TASK DESCRIPTION: Scan the material for the word "shirt", and copy each line where it shows up.

DATA SECTION:
○ ○ ○ ○ ○
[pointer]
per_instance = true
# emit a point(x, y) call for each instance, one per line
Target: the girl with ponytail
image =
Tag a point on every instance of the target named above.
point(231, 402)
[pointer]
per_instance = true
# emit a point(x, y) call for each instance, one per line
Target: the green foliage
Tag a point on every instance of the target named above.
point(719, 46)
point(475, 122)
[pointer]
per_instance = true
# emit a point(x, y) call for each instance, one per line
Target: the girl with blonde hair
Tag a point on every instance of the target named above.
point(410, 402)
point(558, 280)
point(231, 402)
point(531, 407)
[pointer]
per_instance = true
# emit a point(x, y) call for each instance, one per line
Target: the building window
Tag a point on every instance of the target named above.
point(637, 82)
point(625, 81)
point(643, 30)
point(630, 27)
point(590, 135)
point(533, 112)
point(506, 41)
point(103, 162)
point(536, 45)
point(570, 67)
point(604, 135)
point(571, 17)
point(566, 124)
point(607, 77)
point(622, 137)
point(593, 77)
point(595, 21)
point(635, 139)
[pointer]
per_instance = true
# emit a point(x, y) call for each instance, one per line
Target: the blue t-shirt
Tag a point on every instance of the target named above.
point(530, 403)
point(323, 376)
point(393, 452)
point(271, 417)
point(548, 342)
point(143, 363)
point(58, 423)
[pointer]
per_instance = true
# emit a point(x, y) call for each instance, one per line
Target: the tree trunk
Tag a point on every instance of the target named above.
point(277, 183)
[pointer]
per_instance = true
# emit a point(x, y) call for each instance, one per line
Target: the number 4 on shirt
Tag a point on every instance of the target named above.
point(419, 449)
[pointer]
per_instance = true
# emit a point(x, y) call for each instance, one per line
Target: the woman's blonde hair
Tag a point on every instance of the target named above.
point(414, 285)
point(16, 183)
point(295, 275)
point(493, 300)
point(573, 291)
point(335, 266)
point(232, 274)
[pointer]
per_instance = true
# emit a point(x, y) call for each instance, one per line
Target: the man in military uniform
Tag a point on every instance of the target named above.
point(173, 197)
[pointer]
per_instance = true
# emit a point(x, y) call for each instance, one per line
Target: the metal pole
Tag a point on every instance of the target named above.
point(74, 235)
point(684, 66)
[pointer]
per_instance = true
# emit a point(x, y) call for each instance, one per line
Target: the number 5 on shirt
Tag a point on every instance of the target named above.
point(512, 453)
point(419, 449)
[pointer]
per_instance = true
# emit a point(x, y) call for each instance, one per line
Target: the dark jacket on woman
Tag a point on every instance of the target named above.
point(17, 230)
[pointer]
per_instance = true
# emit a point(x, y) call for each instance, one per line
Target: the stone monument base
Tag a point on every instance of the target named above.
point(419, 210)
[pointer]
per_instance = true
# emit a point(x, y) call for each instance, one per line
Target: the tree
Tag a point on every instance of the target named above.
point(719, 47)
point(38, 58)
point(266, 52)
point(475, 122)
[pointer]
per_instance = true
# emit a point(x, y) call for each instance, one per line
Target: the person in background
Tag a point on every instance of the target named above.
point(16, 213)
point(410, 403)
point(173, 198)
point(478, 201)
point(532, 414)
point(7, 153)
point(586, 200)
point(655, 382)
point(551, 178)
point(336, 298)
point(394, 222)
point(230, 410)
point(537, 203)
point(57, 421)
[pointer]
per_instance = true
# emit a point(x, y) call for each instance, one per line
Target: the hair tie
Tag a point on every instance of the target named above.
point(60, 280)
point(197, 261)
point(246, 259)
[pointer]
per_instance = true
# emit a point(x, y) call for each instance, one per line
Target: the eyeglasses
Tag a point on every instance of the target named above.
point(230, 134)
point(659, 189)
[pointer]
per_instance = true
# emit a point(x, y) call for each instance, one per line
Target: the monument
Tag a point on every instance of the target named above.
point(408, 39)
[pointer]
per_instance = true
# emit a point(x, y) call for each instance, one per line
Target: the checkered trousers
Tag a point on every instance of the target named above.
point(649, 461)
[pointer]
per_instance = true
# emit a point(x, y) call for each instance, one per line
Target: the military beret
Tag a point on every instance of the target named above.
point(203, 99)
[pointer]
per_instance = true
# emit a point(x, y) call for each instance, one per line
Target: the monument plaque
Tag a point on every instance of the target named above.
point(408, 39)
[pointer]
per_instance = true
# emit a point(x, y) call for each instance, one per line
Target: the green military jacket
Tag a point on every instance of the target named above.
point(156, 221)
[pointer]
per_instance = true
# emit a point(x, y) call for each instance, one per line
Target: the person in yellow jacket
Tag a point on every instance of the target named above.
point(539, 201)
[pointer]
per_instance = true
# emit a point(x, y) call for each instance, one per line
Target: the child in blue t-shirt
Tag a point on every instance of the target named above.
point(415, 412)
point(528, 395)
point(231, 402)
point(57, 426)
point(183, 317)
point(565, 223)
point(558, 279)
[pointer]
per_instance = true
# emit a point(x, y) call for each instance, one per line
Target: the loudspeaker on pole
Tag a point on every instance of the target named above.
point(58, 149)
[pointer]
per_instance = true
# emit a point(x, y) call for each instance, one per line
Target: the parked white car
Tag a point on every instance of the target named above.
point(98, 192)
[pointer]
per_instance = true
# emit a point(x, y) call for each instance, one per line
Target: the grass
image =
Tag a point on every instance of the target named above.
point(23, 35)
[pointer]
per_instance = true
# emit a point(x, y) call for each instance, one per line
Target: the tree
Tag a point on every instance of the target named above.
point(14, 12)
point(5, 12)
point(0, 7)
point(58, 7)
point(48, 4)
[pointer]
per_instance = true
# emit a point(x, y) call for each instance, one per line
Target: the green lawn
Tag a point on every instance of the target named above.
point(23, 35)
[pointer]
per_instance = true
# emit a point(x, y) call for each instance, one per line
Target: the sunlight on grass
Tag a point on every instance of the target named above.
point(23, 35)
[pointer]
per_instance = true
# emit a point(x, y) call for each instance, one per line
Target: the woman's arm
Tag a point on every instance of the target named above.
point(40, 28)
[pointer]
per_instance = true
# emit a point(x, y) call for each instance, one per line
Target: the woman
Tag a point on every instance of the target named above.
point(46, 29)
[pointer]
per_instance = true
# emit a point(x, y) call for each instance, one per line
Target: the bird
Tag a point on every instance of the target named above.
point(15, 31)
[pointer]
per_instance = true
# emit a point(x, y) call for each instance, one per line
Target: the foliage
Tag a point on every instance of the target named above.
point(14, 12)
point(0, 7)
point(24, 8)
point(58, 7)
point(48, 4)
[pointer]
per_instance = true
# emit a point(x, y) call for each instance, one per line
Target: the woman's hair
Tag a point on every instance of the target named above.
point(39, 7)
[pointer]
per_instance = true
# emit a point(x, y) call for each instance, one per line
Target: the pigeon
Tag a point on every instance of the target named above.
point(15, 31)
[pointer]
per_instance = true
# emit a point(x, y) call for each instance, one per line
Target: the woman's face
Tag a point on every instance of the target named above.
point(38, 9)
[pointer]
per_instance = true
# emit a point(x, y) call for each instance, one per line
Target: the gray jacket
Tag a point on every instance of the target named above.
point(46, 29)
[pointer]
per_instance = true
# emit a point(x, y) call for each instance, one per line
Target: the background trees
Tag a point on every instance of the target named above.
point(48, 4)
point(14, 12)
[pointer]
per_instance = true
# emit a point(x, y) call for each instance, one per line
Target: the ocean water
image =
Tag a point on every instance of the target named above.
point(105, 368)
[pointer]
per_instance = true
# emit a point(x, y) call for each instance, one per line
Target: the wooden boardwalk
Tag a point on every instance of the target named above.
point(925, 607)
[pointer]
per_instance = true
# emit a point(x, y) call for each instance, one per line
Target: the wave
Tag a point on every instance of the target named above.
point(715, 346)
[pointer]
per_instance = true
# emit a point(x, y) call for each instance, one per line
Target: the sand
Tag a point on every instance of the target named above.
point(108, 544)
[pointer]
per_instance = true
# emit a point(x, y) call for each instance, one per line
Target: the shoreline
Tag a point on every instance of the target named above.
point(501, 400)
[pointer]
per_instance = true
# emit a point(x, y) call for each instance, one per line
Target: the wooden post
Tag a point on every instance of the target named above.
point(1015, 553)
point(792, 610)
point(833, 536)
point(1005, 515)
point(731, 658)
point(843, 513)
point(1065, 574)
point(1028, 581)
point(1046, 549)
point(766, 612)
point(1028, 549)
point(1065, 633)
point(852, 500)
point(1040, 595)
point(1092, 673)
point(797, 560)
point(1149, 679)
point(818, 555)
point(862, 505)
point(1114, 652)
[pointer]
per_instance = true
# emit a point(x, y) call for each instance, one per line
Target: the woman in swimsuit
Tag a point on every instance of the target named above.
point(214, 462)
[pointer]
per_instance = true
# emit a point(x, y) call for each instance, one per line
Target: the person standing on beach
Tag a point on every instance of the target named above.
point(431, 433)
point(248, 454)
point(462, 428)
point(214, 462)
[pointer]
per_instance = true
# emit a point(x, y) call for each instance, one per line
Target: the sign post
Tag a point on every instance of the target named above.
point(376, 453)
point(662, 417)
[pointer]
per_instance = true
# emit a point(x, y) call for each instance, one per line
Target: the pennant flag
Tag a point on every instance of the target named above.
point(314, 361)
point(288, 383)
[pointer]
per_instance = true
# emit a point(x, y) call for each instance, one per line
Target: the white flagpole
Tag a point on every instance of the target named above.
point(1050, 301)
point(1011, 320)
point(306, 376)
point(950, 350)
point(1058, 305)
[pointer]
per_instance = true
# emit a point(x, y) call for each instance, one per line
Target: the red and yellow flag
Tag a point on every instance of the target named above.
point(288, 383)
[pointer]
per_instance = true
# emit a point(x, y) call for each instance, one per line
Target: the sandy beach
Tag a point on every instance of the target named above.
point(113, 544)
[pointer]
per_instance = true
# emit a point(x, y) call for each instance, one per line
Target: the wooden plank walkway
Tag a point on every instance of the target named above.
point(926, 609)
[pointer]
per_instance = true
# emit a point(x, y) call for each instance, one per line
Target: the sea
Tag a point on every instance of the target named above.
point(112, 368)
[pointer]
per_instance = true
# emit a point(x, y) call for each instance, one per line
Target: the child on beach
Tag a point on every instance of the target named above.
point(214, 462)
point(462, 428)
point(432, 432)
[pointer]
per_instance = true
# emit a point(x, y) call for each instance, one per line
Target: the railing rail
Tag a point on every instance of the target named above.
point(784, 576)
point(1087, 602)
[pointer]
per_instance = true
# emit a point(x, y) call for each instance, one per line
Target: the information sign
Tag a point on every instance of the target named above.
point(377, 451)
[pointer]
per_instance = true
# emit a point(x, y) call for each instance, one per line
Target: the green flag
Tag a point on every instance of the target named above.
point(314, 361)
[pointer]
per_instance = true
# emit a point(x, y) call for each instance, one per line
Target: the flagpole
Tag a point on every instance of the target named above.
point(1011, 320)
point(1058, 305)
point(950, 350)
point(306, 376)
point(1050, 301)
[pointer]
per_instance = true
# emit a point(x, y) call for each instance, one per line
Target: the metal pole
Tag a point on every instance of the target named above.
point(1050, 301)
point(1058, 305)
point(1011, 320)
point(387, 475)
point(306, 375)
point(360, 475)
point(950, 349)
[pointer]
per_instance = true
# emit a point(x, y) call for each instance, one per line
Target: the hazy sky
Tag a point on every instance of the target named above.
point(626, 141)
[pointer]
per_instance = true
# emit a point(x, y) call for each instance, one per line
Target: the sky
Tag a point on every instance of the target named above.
○ ○ ○ ○ ○
YOUR SOLUTION:
Target: the blue t-shirt
Target: the number 4 on shirt
Target: the number 5 on shirt
Target: the child in blue t-shirt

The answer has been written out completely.